### Exercise
Should the word "below" occur in a line of the records, copy that line.

### Listed records
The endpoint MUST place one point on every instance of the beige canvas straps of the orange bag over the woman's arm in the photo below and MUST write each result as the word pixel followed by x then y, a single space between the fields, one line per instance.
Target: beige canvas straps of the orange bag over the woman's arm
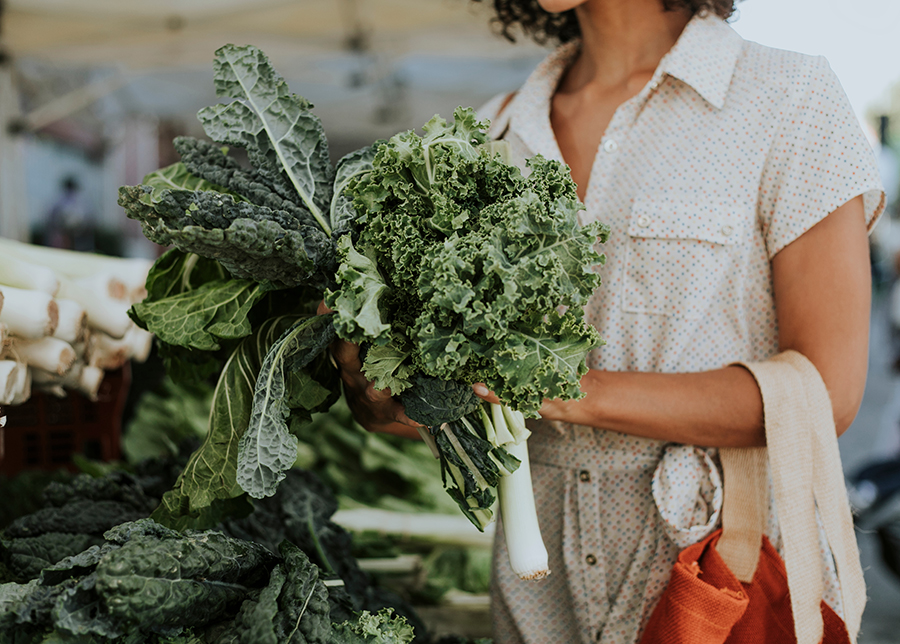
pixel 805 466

--

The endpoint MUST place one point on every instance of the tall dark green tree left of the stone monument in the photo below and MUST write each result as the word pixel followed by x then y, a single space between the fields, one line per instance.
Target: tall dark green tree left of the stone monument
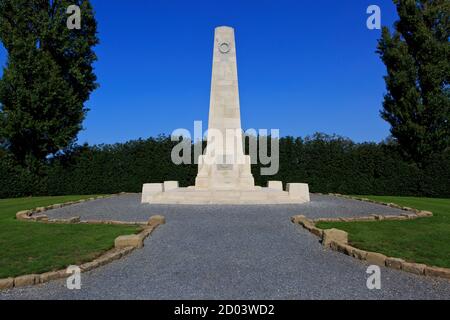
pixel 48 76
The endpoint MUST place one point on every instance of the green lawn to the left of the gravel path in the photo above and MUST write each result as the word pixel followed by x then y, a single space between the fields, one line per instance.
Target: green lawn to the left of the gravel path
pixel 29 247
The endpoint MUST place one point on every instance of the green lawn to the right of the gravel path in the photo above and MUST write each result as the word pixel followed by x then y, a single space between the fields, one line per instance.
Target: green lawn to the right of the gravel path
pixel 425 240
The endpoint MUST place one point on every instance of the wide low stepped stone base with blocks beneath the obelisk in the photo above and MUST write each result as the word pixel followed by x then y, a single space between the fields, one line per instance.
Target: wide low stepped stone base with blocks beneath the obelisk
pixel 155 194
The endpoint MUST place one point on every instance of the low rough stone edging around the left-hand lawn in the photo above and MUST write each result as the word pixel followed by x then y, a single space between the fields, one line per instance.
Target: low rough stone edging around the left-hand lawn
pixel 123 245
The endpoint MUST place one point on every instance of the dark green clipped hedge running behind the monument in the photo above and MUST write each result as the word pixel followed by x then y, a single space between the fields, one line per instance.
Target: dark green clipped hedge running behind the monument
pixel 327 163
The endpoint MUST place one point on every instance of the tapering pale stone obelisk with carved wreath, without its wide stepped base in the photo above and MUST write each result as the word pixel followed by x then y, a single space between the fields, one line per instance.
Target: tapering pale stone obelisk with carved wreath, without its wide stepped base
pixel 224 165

### Output
The endpoint MUST place one point on every instance of the beige canvas straps of the orange bag over the woman's arm in the photo below and MUST write each result as the word pixel followed by x then y, a single space between the fields, one line per instance.
The endpoint MUST place one point on every instance of the tall dark green tree left of the stone monument in the photo below and MUST write each result as the word pixel followed by x then y, a single space between the fields, one line per instance.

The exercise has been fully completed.